## Exercise objective
The data below is to be set down exactly.

── The data

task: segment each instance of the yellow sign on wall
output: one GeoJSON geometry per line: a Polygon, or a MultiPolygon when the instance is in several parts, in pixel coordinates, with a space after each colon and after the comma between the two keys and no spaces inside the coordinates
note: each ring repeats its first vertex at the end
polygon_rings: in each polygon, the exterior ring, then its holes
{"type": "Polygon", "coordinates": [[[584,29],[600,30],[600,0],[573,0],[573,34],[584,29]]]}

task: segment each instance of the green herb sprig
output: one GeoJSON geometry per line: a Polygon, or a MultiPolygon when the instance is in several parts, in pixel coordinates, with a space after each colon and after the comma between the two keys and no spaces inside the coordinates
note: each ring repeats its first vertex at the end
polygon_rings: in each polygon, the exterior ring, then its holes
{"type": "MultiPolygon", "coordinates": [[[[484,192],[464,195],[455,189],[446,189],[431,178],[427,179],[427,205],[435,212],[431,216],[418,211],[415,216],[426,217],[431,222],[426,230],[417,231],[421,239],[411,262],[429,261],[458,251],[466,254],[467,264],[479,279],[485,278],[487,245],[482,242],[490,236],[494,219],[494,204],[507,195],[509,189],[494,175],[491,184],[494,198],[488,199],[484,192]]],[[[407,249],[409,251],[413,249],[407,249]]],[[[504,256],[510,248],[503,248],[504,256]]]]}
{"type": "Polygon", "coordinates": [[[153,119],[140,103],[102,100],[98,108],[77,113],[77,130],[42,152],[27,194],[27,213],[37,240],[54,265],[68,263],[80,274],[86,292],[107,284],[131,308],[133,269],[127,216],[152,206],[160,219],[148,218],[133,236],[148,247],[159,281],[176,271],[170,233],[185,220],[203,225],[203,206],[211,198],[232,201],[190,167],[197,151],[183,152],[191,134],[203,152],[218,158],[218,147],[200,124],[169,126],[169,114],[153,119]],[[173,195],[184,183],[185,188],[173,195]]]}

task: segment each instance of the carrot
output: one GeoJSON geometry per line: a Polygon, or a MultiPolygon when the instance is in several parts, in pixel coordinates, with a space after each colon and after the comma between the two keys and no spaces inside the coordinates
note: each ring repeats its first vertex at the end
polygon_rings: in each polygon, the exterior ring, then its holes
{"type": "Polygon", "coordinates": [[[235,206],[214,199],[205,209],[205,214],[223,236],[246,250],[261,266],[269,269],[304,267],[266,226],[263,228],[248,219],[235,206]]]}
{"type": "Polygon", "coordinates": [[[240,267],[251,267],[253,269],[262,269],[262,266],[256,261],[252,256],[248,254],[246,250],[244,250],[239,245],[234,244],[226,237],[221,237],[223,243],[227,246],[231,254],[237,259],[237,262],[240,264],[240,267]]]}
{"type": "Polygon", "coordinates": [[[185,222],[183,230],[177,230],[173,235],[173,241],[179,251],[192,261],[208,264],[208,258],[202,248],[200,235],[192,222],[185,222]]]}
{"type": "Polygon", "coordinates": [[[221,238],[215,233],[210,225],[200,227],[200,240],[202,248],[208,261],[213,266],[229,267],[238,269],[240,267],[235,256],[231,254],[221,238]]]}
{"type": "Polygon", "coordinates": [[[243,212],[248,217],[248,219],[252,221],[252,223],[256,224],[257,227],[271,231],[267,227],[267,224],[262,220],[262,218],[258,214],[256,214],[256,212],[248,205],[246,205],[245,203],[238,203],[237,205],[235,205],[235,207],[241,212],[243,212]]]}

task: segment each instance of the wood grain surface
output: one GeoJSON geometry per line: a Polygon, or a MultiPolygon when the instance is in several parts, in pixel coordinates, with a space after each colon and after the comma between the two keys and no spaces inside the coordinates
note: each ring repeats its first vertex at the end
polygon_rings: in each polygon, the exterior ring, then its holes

────

## Exercise result
task: segment each instance of the yellow sign on wall
output: one GeoJSON geometry per line: a Polygon, or a MultiPolygon when the instance is in several parts, in pixel coordinates, with a space after each colon and after the comma between the two keys and no spaces inside the coordinates
note: each ring repeats its first vertex at the end
polygon_rings: in each polygon, the exterior ring, then its holes
{"type": "Polygon", "coordinates": [[[584,29],[600,30],[600,0],[573,0],[573,34],[584,29]]]}

task: segment each instance of the green herb sprig
output: one GeoJSON geometry per line: a Polygon, or a MultiPolygon when the instance is in several parts, in pixel coordinates, with a space after each colon and after the comma between the two keys and no spaces inside the coordinates
note: each ring repeats its first vertex at the end
polygon_rings: in each polygon, the exterior ring, then its holes
{"type": "MultiPolygon", "coordinates": [[[[484,192],[464,195],[455,189],[446,189],[431,178],[427,179],[427,205],[435,212],[431,216],[418,211],[415,216],[426,217],[431,222],[426,230],[417,231],[421,239],[411,262],[429,261],[458,251],[466,254],[467,264],[479,279],[485,278],[487,245],[482,242],[490,236],[494,219],[494,204],[507,195],[509,189],[494,175],[491,184],[494,198],[488,199],[484,192]]],[[[407,249],[409,251],[413,249],[407,249]]],[[[504,256],[510,248],[503,248],[504,256]]]]}
{"type": "Polygon", "coordinates": [[[153,119],[140,103],[102,100],[98,108],[77,113],[77,130],[42,152],[27,194],[27,213],[37,240],[54,265],[68,263],[80,274],[86,292],[107,284],[131,308],[133,269],[127,216],[152,206],[160,219],[148,218],[133,236],[148,247],[159,281],[176,271],[170,233],[185,220],[203,225],[203,206],[211,198],[232,201],[190,167],[197,151],[183,152],[191,134],[203,152],[218,158],[218,147],[200,124],[169,126],[169,114],[153,119]],[[173,195],[184,183],[185,188],[173,195]]]}

task: segment each instance of the carrot
output: one GeoJSON geometry per line: a Polygon, or a MultiPolygon when the instance is in several parts, in pixel coordinates, with a space after each colon and after the comma between the two keys and no spaces inside the coordinates
note: each ring repeats its first vertex at the end
polygon_rings: in each polygon, the exterior ring, then its holes
{"type": "Polygon", "coordinates": [[[235,206],[214,199],[205,209],[205,214],[223,236],[246,250],[261,266],[269,269],[304,267],[266,226],[263,228],[248,219],[235,206]]]}
{"type": "Polygon", "coordinates": [[[240,267],[251,267],[253,269],[262,269],[262,266],[256,261],[252,256],[248,254],[246,250],[244,250],[239,245],[234,244],[226,237],[221,237],[223,243],[227,246],[231,254],[237,259],[237,262],[240,264],[240,267]]]}
{"type": "Polygon", "coordinates": [[[185,222],[183,230],[177,230],[173,235],[173,241],[179,251],[192,261],[208,264],[208,258],[202,248],[200,235],[192,222],[185,222]]]}
{"type": "Polygon", "coordinates": [[[221,238],[215,233],[210,225],[200,227],[200,240],[202,248],[208,261],[213,266],[229,267],[238,269],[240,267],[235,256],[231,254],[221,238]]]}
{"type": "Polygon", "coordinates": [[[243,212],[248,217],[248,219],[252,221],[252,223],[256,224],[257,227],[271,231],[267,227],[267,224],[262,220],[262,218],[258,214],[256,214],[256,212],[248,205],[246,205],[245,203],[238,203],[237,205],[235,205],[235,207],[241,212],[243,212]]]}

task: segment each instance of the wood grain surface
output: one GeoJSON geometry per line: a Polygon, or a MultiPolygon when the instance is in several parts, in pixel coordinates, with a space after each colon and after the comma between the two keys and no spaces inside the coordinates
note: each ring repeats its first vertex at the end
polygon_rings: in each polygon, the exterior ring, then its holes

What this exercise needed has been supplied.